Data for this task start

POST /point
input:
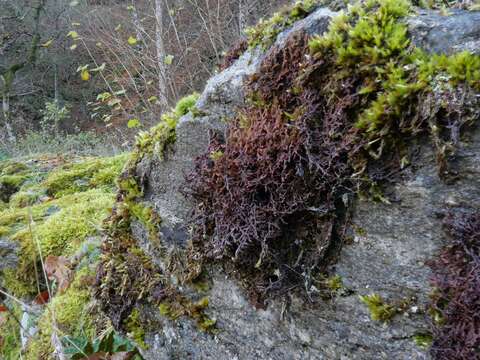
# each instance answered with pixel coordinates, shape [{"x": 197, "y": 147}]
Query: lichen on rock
[{"x": 295, "y": 141}]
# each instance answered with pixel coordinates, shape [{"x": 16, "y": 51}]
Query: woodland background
[{"x": 86, "y": 75}]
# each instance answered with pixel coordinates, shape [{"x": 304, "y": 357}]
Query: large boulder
[{"x": 392, "y": 243}]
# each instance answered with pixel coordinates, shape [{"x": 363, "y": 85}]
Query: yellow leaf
[
  {"x": 85, "y": 74},
  {"x": 48, "y": 43},
  {"x": 168, "y": 60},
  {"x": 72, "y": 34},
  {"x": 132, "y": 40}
]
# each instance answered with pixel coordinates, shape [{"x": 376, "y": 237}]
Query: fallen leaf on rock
[
  {"x": 3, "y": 318},
  {"x": 42, "y": 298},
  {"x": 122, "y": 356},
  {"x": 57, "y": 269}
]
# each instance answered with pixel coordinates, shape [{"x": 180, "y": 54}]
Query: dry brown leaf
[
  {"x": 98, "y": 356},
  {"x": 122, "y": 356},
  {"x": 3, "y": 318},
  {"x": 57, "y": 269}
]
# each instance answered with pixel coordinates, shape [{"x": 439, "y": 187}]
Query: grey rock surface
[
  {"x": 437, "y": 33},
  {"x": 388, "y": 256},
  {"x": 8, "y": 254}
]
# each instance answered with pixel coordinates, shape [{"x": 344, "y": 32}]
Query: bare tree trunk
[
  {"x": 162, "y": 68},
  {"x": 139, "y": 29},
  {"x": 8, "y": 76},
  {"x": 242, "y": 15}
]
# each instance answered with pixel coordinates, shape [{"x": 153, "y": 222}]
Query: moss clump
[
  {"x": 23, "y": 199},
  {"x": 10, "y": 184},
  {"x": 68, "y": 314},
  {"x": 379, "y": 309},
  {"x": 61, "y": 232},
  {"x": 266, "y": 31},
  {"x": 133, "y": 326},
  {"x": 163, "y": 134},
  {"x": 423, "y": 340},
  {"x": 335, "y": 113},
  {"x": 178, "y": 306},
  {"x": 12, "y": 167},
  {"x": 10, "y": 348},
  {"x": 186, "y": 104},
  {"x": 60, "y": 224},
  {"x": 85, "y": 174}
]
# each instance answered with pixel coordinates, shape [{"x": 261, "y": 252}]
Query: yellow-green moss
[
  {"x": 10, "y": 333},
  {"x": 371, "y": 41},
  {"x": 26, "y": 198},
  {"x": 423, "y": 340},
  {"x": 135, "y": 330},
  {"x": 12, "y": 167},
  {"x": 176, "y": 306},
  {"x": 379, "y": 309},
  {"x": 83, "y": 175},
  {"x": 266, "y": 31},
  {"x": 161, "y": 135},
  {"x": 71, "y": 314},
  {"x": 62, "y": 223},
  {"x": 76, "y": 217}
]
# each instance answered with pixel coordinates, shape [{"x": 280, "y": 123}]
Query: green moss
[
  {"x": 60, "y": 224},
  {"x": 186, "y": 104},
  {"x": 161, "y": 135},
  {"x": 12, "y": 167},
  {"x": 136, "y": 332},
  {"x": 177, "y": 306},
  {"x": 379, "y": 309},
  {"x": 12, "y": 181},
  {"x": 266, "y": 31},
  {"x": 69, "y": 314},
  {"x": 23, "y": 199},
  {"x": 371, "y": 41},
  {"x": 423, "y": 340},
  {"x": 83, "y": 175},
  {"x": 10, "y": 349},
  {"x": 334, "y": 283}
]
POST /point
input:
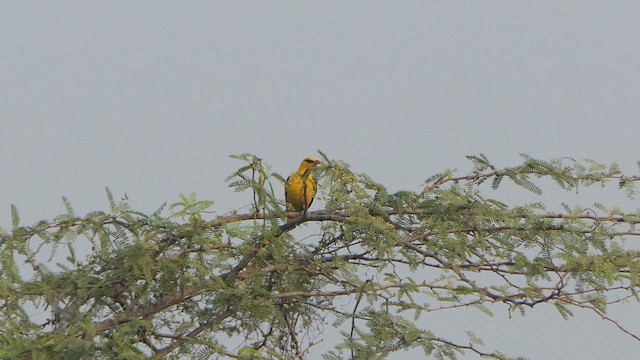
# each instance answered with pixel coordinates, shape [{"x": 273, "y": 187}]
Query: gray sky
[{"x": 151, "y": 98}]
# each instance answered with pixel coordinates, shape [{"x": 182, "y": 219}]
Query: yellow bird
[{"x": 300, "y": 187}]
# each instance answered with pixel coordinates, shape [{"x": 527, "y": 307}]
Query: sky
[{"x": 151, "y": 98}]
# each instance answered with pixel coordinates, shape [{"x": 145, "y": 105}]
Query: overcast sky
[{"x": 151, "y": 98}]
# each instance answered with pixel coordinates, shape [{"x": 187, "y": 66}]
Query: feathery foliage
[{"x": 128, "y": 285}]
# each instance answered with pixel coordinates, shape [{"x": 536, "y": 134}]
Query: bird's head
[{"x": 308, "y": 163}]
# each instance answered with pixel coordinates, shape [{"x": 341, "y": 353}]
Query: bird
[{"x": 300, "y": 187}]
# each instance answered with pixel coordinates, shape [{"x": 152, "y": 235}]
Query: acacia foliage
[{"x": 128, "y": 285}]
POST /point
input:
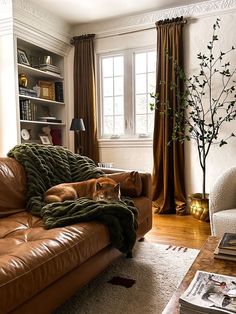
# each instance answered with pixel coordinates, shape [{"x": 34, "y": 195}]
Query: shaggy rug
[{"x": 142, "y": 284}]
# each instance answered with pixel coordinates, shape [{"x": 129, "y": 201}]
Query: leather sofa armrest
[{"x": 145, "y": 177}]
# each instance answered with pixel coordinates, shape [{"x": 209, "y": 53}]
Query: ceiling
[{"x": 87, "y": 11}]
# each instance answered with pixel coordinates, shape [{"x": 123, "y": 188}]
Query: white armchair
[{"x": 222, "y": 204}]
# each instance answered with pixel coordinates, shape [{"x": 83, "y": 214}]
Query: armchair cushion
[{"x": 224, "y": 220}]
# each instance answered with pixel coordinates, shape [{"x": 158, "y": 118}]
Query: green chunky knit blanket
[{"x": 46, "y": 166}]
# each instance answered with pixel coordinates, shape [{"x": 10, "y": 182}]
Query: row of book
[
  {"x": 28, "y": 110},
  {"x": 57, "y": 90},
  {"x": 210, "y": 292}
]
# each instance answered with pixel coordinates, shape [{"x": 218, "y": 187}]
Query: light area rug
[{"x": 157, "y": 270}]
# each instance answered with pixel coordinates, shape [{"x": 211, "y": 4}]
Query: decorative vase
[
  {"x": 199, "y": 206},
  {"x": 23, "y": 81}
]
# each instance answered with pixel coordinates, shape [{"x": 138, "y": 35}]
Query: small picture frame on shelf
[
  {"x": 22, "y": 57},
  {"x": 47, "y": 90},
  {"x": 45, "y": 139}
]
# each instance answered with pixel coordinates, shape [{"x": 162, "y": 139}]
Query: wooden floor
[{"x": 178, "y": 230}]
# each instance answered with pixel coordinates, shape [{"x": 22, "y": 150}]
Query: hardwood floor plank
[{"x": 179, "y": 231}]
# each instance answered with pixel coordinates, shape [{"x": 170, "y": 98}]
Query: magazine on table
[
  {"x": 209, "y": 293},
  {"x": 228, "y": 257}
]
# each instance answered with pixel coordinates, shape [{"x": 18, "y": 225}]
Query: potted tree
[{"x": 203, "y": 109}]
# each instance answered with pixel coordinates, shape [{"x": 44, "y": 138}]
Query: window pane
[
  {"x": 108, "y": 87},
  {"x": 108, "y": 125},
  {"x": 140, "y": 84},
  {"x": 108, "y": 106},
  {"x": 151, "y": 82},
  {"x": 141, "y": 104},
  {"x": 107, "y": 67},
  {"x": 151, "y": 61},
  {"x": 119, "y": 125},
  {"x": 140, "y": 62},
  {"x": 118, "y": 86},
  {"x": 141, "y": 124},
  {"x": 119, "y": 105},
  {"x": 118, "y": 66}
]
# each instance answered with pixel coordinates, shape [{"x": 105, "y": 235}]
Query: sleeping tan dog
[{"x": 101, "y": 189}]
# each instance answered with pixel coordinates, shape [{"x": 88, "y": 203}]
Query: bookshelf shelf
[{"x": 42, "y": 95}]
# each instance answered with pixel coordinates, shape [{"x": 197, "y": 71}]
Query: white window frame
[{"x": 129, "y": 93}]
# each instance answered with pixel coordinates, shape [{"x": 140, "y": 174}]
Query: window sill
[{"x": 109, "y": 143}]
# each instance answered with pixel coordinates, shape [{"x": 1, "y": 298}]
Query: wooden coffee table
[{"x": 204, "y": 261}]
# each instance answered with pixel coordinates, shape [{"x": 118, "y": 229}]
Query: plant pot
[{"x": 199, "y": 206}]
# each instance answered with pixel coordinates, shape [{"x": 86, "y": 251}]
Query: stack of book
[
  {"x": 226, "y": 248},
  {"x": 28, "y": 110},
  {"x": 27, "y": 92},
  {"x": 50, "y": 68},
  {"x": 209, "y": 293}
]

Data for this task end

Select every line of the items above that contains the string "bird", treating case as significant.

Query: yellow bird
Query: bird's head
Query: bird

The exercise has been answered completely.